**** Text passage

You can also access the full precision of the quantity:

>>> h_line.render(prec='full')
'1.420405751786 GHz'

>>> h_line.render(show_si=False, prec='full')
'1.420405751786e9 Hz'

Full precision implies whatever precision was used when specifying the quantity if it was specified as a string and if the keep_components preference is True. Otherwise a fixed number of digits, specified in the full_prec preference, is used (default=12). Generally one uses ‘full’ when generating output that is intended to be read by a machine.

Scaling When Rendering a Quantity

Once it comes time to output quantities from your program, you may again may be constrained in the way the numbers must be presented. QuantiPhy also allows you to rescale the values as you render them to strings. In this case, the value of the quantity itself remains unchanged. For example, imagine having a quantity in grams and wanting to present it in either kilograms or in pounds:

>>> m = Quantity('2529 g')
>>> print('mass (kg): %s' % m.render(show_units=False, scale=0.001))
mass (kg): 2.529

>>> print(m.render(scale=(0.0022046, 'lb'), show_si=False))
5.5754 lb

As before, functions can also be used to do the conversion. Here is an example where that comes in handy: a logarithmic conversion to dBV is performed.

>>> import math
>>> def to_dB(value, units):
...     return 20*math.log10(value), 'dB'+units

>>> T = Quantity('100mV')
>>> print(T.render(scale=to_dB))
-20 dBV

Finally, you can also use either the built-in converters or the converters you created to do the conversion simply based on the units:

>>> print(m.render(scale='lb'))
5.5755 lb

In an earlier example the units of time and temperature data were converted to normal SI units. Presumably this makes processing easier. Now, when producing the output, the units can be converted back to the original units if desired:

>>> for time, temp in data:
...     print('%-7s %s' % (time.render(scale='min'), temp.render(scale='°F')))
0 min   450 °F
10 min  400 °F
20 min  360 °F

String Formatting

Quantities can be passed into the string format method:

>>> print('{}'.format(h_line))
1.4204 GHz

>>> print('{:s}'.format(h_line))
1.4204 GHz

In these cases the preferences for SI scale factors, units, and precision are honored.

You can override the precision as part of the format specification

>>> print('{:.6}'.format(h_line))
1.420406 GHz

You can also specify the width and alignment.

>>> print('|{:15.6}|'.format(h_line))

********

- [Stated problem A]:
Transcribe the QuantiPhy rendering passage from "Once it comes" up to and including "(kg): %s' % m.render(show_units=False, scale=0.001))".
- [Stated problem B]:
Pick up the QuantiPhy rendering passage after its last line and write what comes next.

**** Information provided

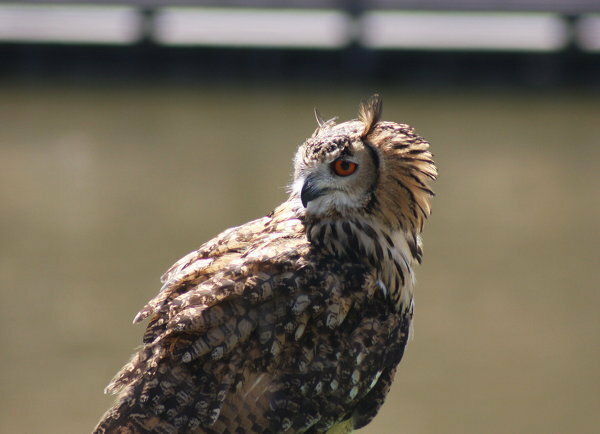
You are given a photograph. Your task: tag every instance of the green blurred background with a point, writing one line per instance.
(104, 183)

********

- [Task answer A]:
Once it comes time to output quantities from your program, you may again may be constrained in the way the numbers must be presented. QuantiPhy also allows you to rescale the values as you render them to strings. In this case, the value of the quantity itself remains unchanged. For example, imagine having a quantity in grams and wanting to present it in either kilograms or in pounds:

>>> m = Quantity('2529 g')
>>> print('mass (kg): %s' % m.render(show_units=False, scale=0.001))

- [Task answer B]:
|1.420406 GHz   |

>>> print('|{:<15.6}|'.format(h_line))
|1.420406 GHz   |

>>> print('|{:>15.6}|'.format(h_line))
|   1.420406 GHz|

The ‘q’ type specifier can be used to explicitly indicate that both the number and the units are desired and that SI scale factors should be used, regardless of the current preferences.

>>> print('{:.6q}'.format(h_line))
1.420406 GHz

Alternately, ‘r’ can be used to indicate just the number represented using SI scale factors is desired, and the units should not be included.

>>> print('{:r}'.format(h_line))
1.4204G

You can also use the floating point format type specifiers:

>>> print('{:f}'.format(h_line))
1420405751.7860

>>> print('{:e}'.format(h_line))
1.4204e+09

>>> print('{:g}'.format(h_line))
1.4204e+09

Use ‘u’ to indicate that only the units are desired:

>>> print('{:u}'.format(h_line))
Hz

Access the name or description of the quantity using ‘n’ and ‘d’.

>>> print('{:n}'.format(freq))
Fin

>>> print('{:d}'.format(freq))
input frequency

Using the upper case versions of the format codes that print the numerical value of the quantity (SQRFEG) indicates that the quantity should be labeled with its name and perhaps its description (as if the show_label preference were set). They are under the control of the show_desc, label_fmt and label_fmt_full preferences (described further in Preferences and quantiphy.Quantity.set_prefs()).

If show_desc is False or the quantity does not have a description, then label_fmtl use used to add the labeling.

>>> Quantity.set_prefs(show_desc=False)
>>> trise = Quantity('10ns', name='trise')

>>> print('{:S}'.format(trise))
trise = 10 ns

>>> print('{:Q}'.format(trise))
trise = 10 ns

>>> print('{:R}'.format(trise))
trise = 10n

>>> print('{:F}'.format(trise))
trise = 0.0000

>>> print('{:E}'.format(trise))
trise = 1.0000e-08

>>> print('{:G}'.format(trise))
trise = 1e-08

>>> print('{0:n} = {0:q} ({0:d})'.format(freq))
Fin = 100 MHz (input frequency)

>>> print('{:S}'.format(freq))
Fin = 100 MHz

If show_desc is True and the quantity has a description, then label_fmt_full is used if the quantity has a description.

>>> Quantity.set_prefs(show_desc=True)

>>> print('{:S}'.format(trise))
trise = 10 ns

>>> print('{:S}'.format(freq))
Fin = 100 MHz -- input frequency

Finally, you can add units after the format code, which causes the number to be scaled to those units if the transformation represents a known unit conversion.

>>> Tboil = Quantity('Boiling point = 100 °C')
>>> print('{:S°F}'.format(Tboil))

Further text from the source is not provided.